▸ WHAT THE EXERCISE ASKS
Nothing other than the lines from the one containing "If you could pin the blue sky" through the close of the entries below should be printed, each exactly.

** START OF RECORDS FOR THE TASK **

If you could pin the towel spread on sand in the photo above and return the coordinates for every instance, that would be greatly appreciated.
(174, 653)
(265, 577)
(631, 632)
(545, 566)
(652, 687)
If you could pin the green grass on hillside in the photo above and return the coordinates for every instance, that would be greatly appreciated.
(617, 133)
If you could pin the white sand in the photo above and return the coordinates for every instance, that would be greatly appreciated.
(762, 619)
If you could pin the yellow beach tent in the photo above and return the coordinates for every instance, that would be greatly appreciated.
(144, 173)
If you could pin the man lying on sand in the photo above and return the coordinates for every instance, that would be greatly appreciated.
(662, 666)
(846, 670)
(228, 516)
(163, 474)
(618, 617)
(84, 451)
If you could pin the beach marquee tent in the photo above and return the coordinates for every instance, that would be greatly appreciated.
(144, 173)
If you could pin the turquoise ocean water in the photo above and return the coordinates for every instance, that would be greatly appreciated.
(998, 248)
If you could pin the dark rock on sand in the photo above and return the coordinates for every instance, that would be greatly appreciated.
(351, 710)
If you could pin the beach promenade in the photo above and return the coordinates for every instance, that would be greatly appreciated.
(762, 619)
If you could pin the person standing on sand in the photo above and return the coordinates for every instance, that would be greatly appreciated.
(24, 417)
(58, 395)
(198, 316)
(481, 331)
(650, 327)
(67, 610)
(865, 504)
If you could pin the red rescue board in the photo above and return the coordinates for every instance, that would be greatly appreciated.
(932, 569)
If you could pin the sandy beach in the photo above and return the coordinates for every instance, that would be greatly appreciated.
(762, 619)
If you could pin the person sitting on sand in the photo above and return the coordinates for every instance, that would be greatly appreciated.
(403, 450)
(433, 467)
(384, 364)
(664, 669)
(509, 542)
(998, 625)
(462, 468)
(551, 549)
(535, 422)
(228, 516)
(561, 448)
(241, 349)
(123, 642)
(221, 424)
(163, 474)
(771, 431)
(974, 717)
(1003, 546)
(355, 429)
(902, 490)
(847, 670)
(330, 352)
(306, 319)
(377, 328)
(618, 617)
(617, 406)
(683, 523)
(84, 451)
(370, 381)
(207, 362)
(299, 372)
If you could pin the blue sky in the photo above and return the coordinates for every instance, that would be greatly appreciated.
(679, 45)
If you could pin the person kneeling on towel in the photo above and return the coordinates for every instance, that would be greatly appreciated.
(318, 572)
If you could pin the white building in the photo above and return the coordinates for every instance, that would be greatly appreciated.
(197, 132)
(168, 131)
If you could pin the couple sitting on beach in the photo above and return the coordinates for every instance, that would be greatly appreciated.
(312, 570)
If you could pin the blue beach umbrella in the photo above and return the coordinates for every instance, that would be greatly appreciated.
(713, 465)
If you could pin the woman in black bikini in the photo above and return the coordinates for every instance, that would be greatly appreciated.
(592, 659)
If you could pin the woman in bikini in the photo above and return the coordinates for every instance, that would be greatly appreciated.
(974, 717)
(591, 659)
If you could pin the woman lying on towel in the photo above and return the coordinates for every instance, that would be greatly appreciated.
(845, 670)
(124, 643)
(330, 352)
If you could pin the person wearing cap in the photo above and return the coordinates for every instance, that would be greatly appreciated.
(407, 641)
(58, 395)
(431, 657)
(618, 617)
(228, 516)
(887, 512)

** END OF RECORDS FOR THE TASK **

▸ EXERCISE RESPONSE
If you could pin the blue sky in the photo above and return the coordinates for every instance, that would be greatly appreciated.
(679, 45)
If you could pin the person kneeling on towel in the photo above and return the coordinates for every instance, that would be greatly appreciated.
(318, 572)
If you could pin the white building in the photo above and return the coordinates for every instance, that would be greatly appreciated.
(197, 132)
(168, 131)
If you could pin the couple sitting on beach in the photo above and return the coordinates for every instance, that would be greatly appreciated.
(312, 570)
If you could pin the blue beach umbrella in the photo above and return the coordinates for every instance, that would be greatly appreciated.
(713, 465)
If you could pin the woman in black bikini in the photo above and return the coordinates for every instance, that would be greatly appreciated.
(592, 659)
If you could pin the woman in bikini in the photo above and return the coordinates for every instance, that would be greatly appreciated.
(974, 717)
(591, 659)
If you could pin the woman lying on towel in the photo above and return the coordinates for every instance, that would be greatly appreciated.
(845, 670)
(124, 643)
(330, 352)
If you could pin the person wearing cap in the photo above and return the coordinates for every instance, that would be greatly appreciated.
(407, 641)
(58, 395)
(431, 657)
(618, 617)
(228, 516)
(887, 512)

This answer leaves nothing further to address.